* WHAT THE TASK REQUIRES: Look below for the line containing "Could you point to the driver"; from there through the line containing "Could you point to the front bumper", both lines included, please set down each line exactly and nothing else.

* DATA SECTION:

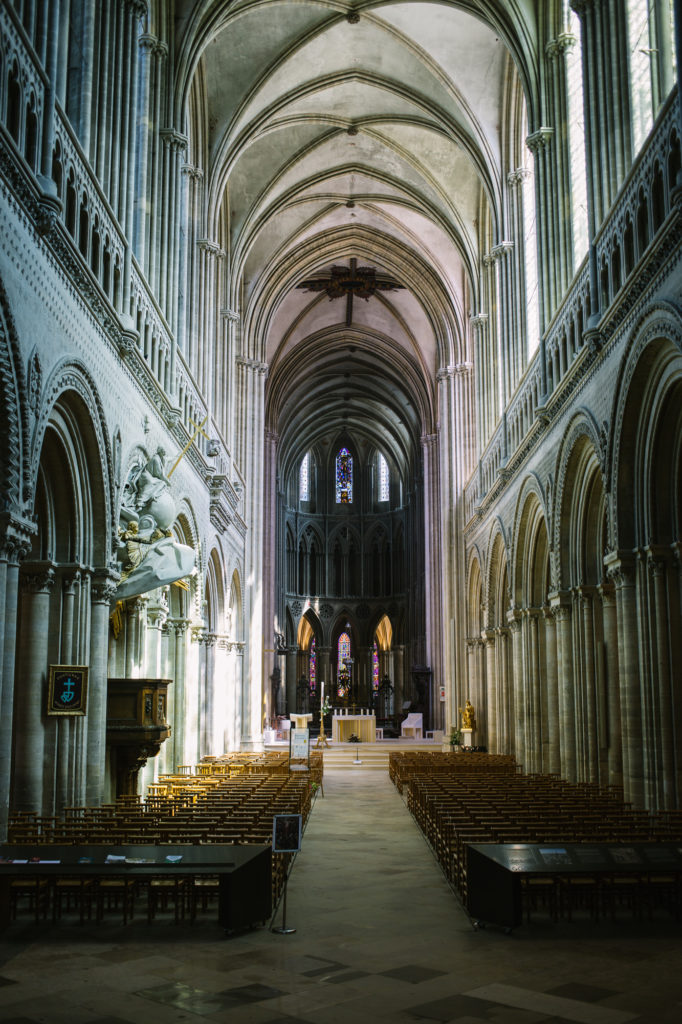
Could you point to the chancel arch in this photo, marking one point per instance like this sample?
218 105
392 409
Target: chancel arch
589 698
476 679
496 638
66 589
536 716
646 571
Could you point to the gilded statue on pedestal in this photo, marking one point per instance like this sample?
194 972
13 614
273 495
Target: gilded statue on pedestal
468 717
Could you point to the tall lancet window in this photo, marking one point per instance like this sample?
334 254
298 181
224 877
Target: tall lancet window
312 667
344 477
342 666
304 479
383 478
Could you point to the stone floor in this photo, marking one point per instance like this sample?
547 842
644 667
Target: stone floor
379 936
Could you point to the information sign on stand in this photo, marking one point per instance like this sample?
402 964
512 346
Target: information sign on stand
299 750
286 839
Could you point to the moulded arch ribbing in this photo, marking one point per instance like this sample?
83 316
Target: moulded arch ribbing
343 243
14 446
578 464
654 351
72 377
531 487
497 600
407 197
504 16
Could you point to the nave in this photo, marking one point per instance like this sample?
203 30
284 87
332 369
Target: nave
379 936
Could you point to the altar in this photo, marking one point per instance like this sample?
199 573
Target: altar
344 726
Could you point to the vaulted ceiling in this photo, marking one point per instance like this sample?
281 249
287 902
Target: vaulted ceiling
333 131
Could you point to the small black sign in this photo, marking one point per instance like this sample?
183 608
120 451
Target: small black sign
286 833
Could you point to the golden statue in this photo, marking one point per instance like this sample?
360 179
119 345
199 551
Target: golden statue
468 718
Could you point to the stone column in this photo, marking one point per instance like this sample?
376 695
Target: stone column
611 683
157 613
561 258
521 329
14 545
432 553
552 763
250 453
102 590
502 674
230 321
591 709
517 722
398 681
534 700
71 581
608 143
147 45
492 687
47 183
157 160
178 722
664 716
620 568
538 142
37 584
481 359
561 611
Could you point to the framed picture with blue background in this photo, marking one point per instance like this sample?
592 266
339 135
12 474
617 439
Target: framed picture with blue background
68 689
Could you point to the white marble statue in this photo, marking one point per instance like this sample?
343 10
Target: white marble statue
148 555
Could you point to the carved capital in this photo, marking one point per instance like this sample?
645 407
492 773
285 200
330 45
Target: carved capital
38 578
147 42
211 248
517 177
71 578
254 365
582 7
478 322
538 140
102 587
563 42
137 8
196 173
502 250
174 139
15 536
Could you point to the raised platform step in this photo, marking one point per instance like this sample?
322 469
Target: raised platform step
374 756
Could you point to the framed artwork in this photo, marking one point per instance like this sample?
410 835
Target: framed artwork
67 689
286 834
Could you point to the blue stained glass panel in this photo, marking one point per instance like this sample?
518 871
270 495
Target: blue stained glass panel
312 667
344 477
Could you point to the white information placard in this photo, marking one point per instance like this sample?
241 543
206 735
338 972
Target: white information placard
300 744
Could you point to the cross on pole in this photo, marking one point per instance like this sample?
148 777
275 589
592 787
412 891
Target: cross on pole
199 429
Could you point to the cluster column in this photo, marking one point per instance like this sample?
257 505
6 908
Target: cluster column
37 585
14 546
102 590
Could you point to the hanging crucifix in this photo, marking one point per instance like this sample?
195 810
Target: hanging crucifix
350 281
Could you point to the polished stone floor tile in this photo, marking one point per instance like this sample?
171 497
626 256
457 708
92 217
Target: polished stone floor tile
412 973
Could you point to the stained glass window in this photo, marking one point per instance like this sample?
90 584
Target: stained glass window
304 479
383 479
312 667
342 674
344 477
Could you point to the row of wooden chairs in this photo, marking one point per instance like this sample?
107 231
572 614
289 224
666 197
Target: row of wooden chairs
183 808
476 799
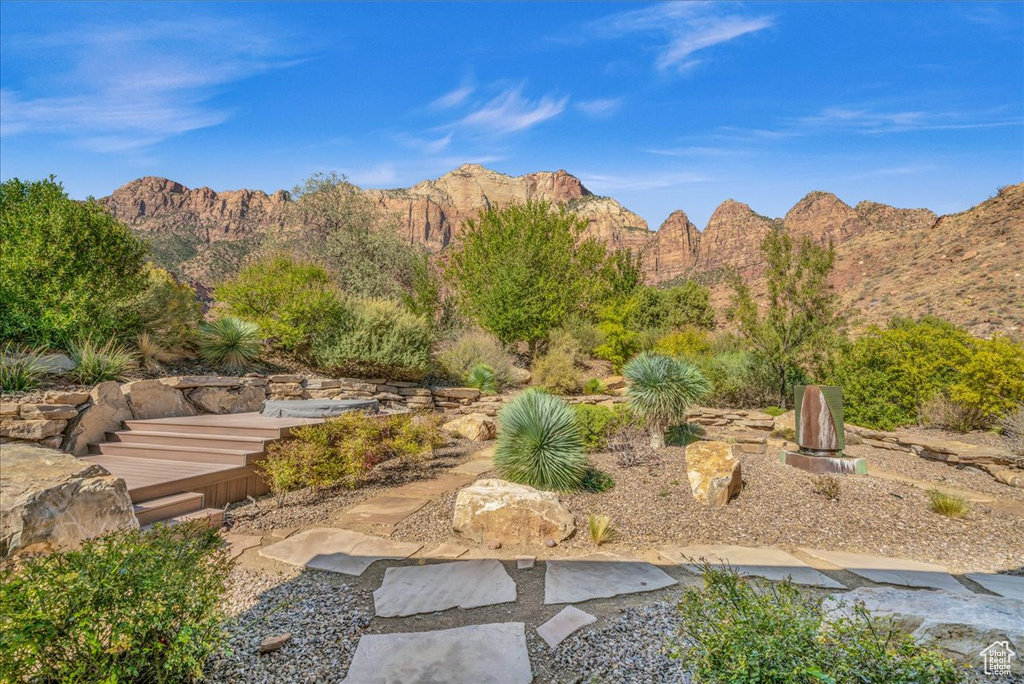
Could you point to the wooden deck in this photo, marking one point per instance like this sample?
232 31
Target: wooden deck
211 456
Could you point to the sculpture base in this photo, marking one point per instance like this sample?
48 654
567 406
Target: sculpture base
840 465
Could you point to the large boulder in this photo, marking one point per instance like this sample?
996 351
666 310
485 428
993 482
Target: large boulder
107 412
493 510
153 398
474 426
50 501
714 472
242 399
962 625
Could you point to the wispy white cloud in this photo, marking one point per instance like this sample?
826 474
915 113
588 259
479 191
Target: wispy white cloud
116 89
510 112
682 29
642 181
453 98
600 109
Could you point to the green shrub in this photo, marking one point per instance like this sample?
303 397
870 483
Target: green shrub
739 631
70 269
20 369
890 375
343 451
94 364
168 310
375 338
662 389
556 370
598 423
540 443
130 607
482 378
690 343
286 298
474 348
230 343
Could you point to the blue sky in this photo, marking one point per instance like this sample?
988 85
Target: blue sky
659 105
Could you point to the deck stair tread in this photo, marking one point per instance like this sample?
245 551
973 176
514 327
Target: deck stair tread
175 466
241 439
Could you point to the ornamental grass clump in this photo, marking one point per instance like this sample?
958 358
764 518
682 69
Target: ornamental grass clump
230 343
662 389
482 378
540 443
94 364
20 369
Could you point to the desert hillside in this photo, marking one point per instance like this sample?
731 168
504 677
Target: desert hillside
966 267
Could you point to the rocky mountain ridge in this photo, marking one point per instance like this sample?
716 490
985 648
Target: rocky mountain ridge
890 261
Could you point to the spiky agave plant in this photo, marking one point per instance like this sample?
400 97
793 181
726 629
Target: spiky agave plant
229 343
540 443
482 378
662 389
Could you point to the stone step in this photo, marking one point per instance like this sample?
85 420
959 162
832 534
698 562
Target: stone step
188 454
163 508
192 439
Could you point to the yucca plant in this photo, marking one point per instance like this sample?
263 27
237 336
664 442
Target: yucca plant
20 369
948 505
662 389
482 378
600 528
230 343
94 364
540 443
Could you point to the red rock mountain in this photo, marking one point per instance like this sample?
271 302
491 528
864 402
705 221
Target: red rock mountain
966 266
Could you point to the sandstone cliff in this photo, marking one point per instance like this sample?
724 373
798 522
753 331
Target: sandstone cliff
890 261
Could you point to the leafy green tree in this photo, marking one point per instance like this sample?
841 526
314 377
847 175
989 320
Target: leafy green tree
70 269
522 269
287 298
804 318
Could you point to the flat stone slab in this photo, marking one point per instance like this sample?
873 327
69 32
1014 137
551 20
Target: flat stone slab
475 654
337 550
565 623
892 570
600 575
237 544
464 584
1005 585
383 510
767 562
445 551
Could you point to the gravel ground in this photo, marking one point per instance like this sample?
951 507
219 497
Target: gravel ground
651 505
325 615
633 648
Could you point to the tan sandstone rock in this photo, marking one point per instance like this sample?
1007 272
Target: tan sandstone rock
50 500
494 510
245 398
714 472
477 427
153 398
107 412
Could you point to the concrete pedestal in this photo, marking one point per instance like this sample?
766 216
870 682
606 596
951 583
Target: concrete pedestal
841 465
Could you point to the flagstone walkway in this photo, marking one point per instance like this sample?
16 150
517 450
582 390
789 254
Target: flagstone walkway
497 653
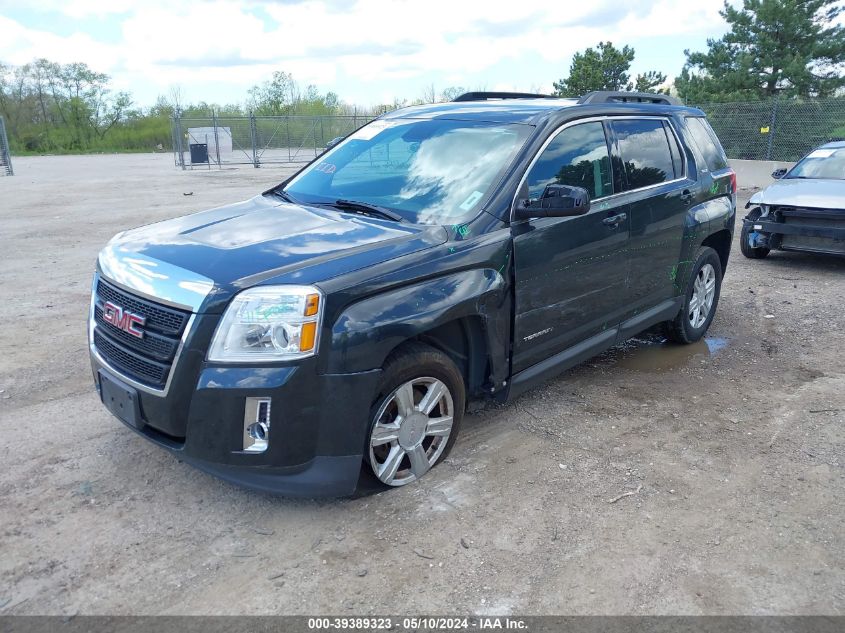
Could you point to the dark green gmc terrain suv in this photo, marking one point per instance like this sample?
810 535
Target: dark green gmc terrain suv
440 254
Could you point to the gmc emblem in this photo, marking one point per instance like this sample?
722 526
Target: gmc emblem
123 319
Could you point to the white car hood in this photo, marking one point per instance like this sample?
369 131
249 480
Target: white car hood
800 192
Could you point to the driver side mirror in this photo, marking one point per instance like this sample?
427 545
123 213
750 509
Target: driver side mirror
557 201
333 142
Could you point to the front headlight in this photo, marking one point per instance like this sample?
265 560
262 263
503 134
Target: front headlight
269 323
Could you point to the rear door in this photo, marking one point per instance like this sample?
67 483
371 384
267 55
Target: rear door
659 194
570 273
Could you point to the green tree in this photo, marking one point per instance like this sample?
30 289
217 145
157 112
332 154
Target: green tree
790 47
605 68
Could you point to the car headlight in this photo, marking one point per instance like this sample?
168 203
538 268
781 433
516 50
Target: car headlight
269 323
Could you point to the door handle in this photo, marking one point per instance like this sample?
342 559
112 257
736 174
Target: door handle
614 220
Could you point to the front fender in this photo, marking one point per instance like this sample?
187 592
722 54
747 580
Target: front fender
367 331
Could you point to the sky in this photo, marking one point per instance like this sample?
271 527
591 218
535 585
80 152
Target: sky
367 51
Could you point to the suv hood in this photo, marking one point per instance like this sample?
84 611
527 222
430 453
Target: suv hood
230 248
801 192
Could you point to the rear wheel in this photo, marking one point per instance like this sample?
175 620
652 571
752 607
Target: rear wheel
416 415
700 299
752 252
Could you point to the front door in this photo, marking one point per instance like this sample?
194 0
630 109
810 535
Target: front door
570 273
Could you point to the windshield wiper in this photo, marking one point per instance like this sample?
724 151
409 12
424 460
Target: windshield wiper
366 208
284 195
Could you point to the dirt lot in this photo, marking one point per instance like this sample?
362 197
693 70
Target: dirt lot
735 446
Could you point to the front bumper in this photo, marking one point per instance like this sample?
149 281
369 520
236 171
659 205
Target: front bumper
317 431
819 233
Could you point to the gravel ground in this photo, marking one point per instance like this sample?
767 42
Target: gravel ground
732 448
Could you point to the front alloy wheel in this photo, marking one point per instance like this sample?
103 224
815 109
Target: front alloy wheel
416 416
703 294
411 431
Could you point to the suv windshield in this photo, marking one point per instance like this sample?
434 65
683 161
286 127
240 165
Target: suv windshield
825 162
428 171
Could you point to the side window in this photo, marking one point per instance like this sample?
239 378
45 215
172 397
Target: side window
645 153
578 157
705 140
677 160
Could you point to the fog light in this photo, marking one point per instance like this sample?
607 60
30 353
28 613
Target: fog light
256 425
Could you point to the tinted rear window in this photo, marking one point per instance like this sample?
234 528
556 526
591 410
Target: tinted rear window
645 152
706 141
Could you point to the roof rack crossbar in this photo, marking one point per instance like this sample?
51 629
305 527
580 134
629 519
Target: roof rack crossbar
601 96
487 96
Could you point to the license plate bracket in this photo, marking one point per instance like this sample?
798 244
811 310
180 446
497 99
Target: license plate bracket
121 400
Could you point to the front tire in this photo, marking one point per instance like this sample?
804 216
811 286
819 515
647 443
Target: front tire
416 416
700 299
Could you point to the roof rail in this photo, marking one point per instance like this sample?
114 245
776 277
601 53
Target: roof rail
487 96
601 96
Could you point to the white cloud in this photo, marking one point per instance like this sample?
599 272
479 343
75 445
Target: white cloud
368 42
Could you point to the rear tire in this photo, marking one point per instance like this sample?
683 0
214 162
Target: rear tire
700 298
749 251
416 416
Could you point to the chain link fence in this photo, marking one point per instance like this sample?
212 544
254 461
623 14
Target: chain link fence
255 140
778 129
5 158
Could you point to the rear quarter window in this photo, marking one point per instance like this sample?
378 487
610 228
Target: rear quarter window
705 139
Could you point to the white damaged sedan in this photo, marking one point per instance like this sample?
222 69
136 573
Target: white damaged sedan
804 210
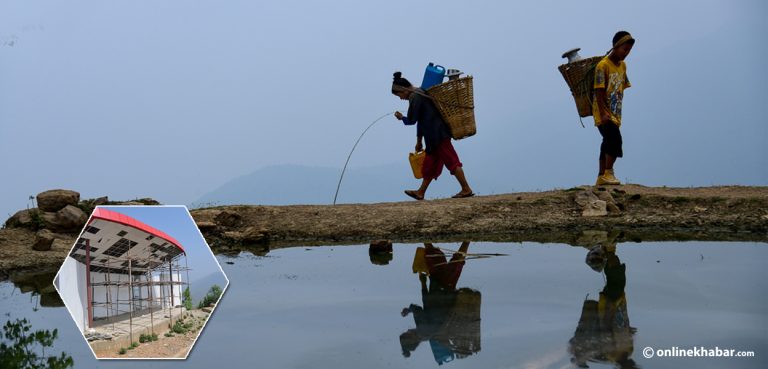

* RESPONSE TO THE EXERCISE:
Could you point to the driver side mirror in this photo, marking one point per instance like this sample?
427 545
123 213
750 509
Target: driver side mirror
557 201
333 142
Could you point to the front headlight in this photo, marking one point per instance like this sample?
265 560
262 263
503 134
Target: front headlight
269 323
Could you point to the rear door in this photo, marking one point per instance like this sample?
67 483
371 384
267 55
Target: rear door
659 194
570 273
Could you point to the green tree in this photo, marking one point per instance like this sample?
30 289
217 145
157 112
332 154
Target: green tree
790 47
605 68
Could you point to the car headlight in this photo, marking one point per instance like this sample?
168 203
538 268
781 433
516 50
Target: car headlight
269 323
Could you point to the door handle in this photo, marking one point per instance like this sample?
342 559
112 257
736 174
Target: door handle
614 220
Could you point to the front fender in this photo, marking one point per instance like this sample?
187 592
722 54
747 580
Target: front fender
367 331
Could you point to the sky in this photo, marking one point per instance like this sample?
271 527
591 218
535 585
80 152
Target: sky
367 51
Could you point to the suv hood in this photo, marking one point per instance like this sample?
84 611
527 222
430 453
Target: suv hood
230 248
801 192
Could you point to the rear wheel in this photo, marking one point per instance like this sample?
175 620
652 571
752 607
Target: rear wheel
416 415
700 299
752 252
Could you point to the front door in this photo, marking one point per instance like this sample?
194 0
630 109
810 535
Target: front door
570 273
Could you point to the windshield wiper in this photo, marking one point per instance like this sample?
724 151
409 12
424 460
Target: windshield wiper
366 208
284 195
Could you point to the dirt lot in this photo, marking one point per instance like this sample?
362 197
693 70
Target: dirt lot
735 446
Could you point to the front bumper in this photo, marking one point per instance like this sample?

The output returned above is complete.